* Supplied passage *
Jun 1, 2018

On the benefits and consequences of Referential Transparency

One foundation of Functional Programming is Referential Transparency (RT). Purely functional languages (like Haskell), and purely functional libraries for non purely functional languages (like scalaz or cats for Scala) aim at building Referential Transparent programs. The benefit of this constraint might not be immediately visible, so in this post I want to expose my thoughts on this, and see what Referential Transparency can buy us.

Reasoning and modeling

The benefit of RT is that it allows us to focus on something we can handle in our head, draw some conclusions, and drag this conclusion in a different context where we focus again. In this different context we don’t need to think about the whole process that allowed us to reach our conclusion, as we can just take this conclusion as a given and proceed further with our reasoning.

For example, when we study calculus we define what a limit of a function $f(x)$ in a point $x_0$ is. Then we define the derivative of a function in $x_0$ as $f$:

$$ \frac{d f}{dx}(x_0) = \lim_{x \rightarrow x_0} \frac{f(x)- f(x_0)}{x - x_0} $$

In physics this brings to the definition of velocity of a point moving in a line under a motion $x(t)$ as

$$ v(t) = \frac{d x}{d t} $$

We can then calculate the kinetic energy of an object of mass $m$ as

$$ E_k = \frac{1}{2}mv^2 $$

Now, when we want to calculate the kinetic energy of a ball of a given mass at a given speed, what we do is just replacing known values in place of the variables of our definition, and we are done. We don’t have to think, to calculate the energy, how the velocity has been calculated, in principle we don’t even need to be aware of the notion of limit. A person that knows how to add and multiply can easily calculate the kinetic energy of a baseball ball at a given speed without any knowledge of calculus.

On the other hand, we could unfold $v$ to its definition and still we would get to a correct result:

$$ E_k = \frac{1}{2}m\Big(\frac{d x}{d t}\Big )^2 $$

Being able to replace definitions into variables and viceversa, allows us to simplify our reasoning and limit or broaden the scope of deductions.

Referential Transparency

Referential transparency is exactly what we just exposed. A definition is RT if we can exchange reference for definition without mutating the effect of my reasoning.

* Collected data *
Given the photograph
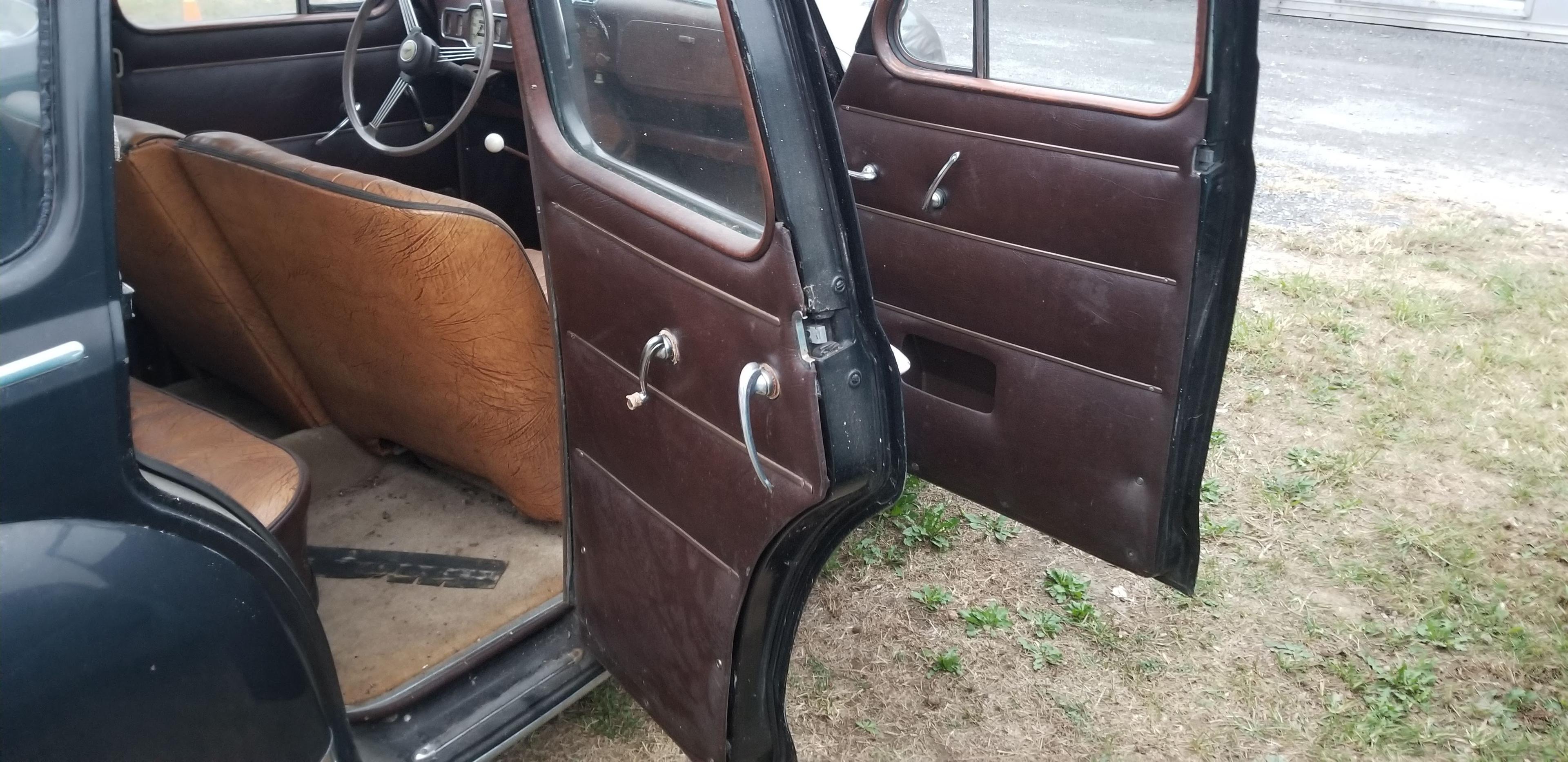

* Problems and tasks *
(A) Which purely functional libraries for Scala does the referential transparency post name?
(B) Write the next few paragraphs of the referential transparency post, picking up right after its last sentence.

* Per-task answers *
(A) Scalaz and cats.

(B)
When we write a program, we describe a process that performs some logical steps. The approach of functional programming is to model the program in terms of mathematical functions and expressions, so that we can apply reductions or expansions in our reasoning, making our implementation more robust from the logical point of view. Let’s see how we can apply this in Scala.

Pure functions

A function that adheres to the RT rule f: A => B takes a value a: A, produces a b: B, and does nothing else.

This brings along a few advantages:

We can reason locally about our code. When implementing the function, I can just think about how to transform a: A into a b: B. When using the result of the computation of f into another piece of code, I can just focus on the value B without having to think about the context that b might carry along, because there is no context.
We can prove behaviors, and establish explicit laws that our behaviors must adhere to
Testing becomes easier as there is no need to setup any context

Breaking RT: mutable state

In Maths when we write $x = 1$ it means that the value assigned to $x$ is $1$ and it will not change. Also, for any function $f(x)$, for any given input we will have always the same output, on multiple computations.

Scala is a hybrid language, in that it allows to do FP, but we can mix in non-functional code, so if e.g. we want to model an Account object we could do

scala> case class Account(var balance: BigDecimal = 0) {
     |   def debit(value: BigDecimal): Account = {
     |     this.balance = this.balance - value
     |     this
     |   }
     |   
     |   def credit(value: BigDecimal): Account = {
     |       this.balance = this.balance + value
     |       this
     |     }
     | }
defined class Account

scala> val openAccount = Account(1000)
openAccount: Account = Account(1000)

scala> openAccount.debit(10)
res0: Account = Account(990)

scala> openAccount.debit(10)
res1: Account = Account(980)

and we can see that invoking our function debit with the same input, we have 2 different outputs. The reason is that the computation carries along a context change due to the var we used in our case class.

This approach has a few drawbacks:

It is more difficult to reason about, due to the context mutation
It can yield errors in a concurrent situation, where multiple threads can call debit

A pure functional version of this doesn’t mutate anything in place, but rather produces a new object for every computation. The object returned by our function is structurally identical every time we compute it. In principle our computation could cache these values and return exactly the same instance for repeated invocations.

scala> case class Account(balance: BigDecimal = 0)
defined class Account

scala> def debit(account: Account, amt: BigDecimal): Account = account.copy(balance = account.balance - amt)
debit: (account: Account, amt: BigDecimal)Account

scala> val myAccount = Account(1000)
myAccount: Account = Account(1000)

scala> debit(myAccount, 100)
res2: Account = Account(900)

scala> debit(myAccount, 100)
res3: Account = Account(900)

Breaking RT: Exceptions

When we define a function f: A => B, we expect this function to return an output b: B for every input a: A. If in the implementation of f we introduce a throw or an assert, or rely on null, we end up with our computation breaking the contract we established when we defined f. The behavior of code throwing exceptions is not Referentially Transparent, as you can see from the following example

scala> case class Account(name: String, balance: Int) {
     |   require(name.length < 20, "Account name cannot contain more than 20 chars")
     | }
defined class Account

scala> Account("Very very very personal", 100)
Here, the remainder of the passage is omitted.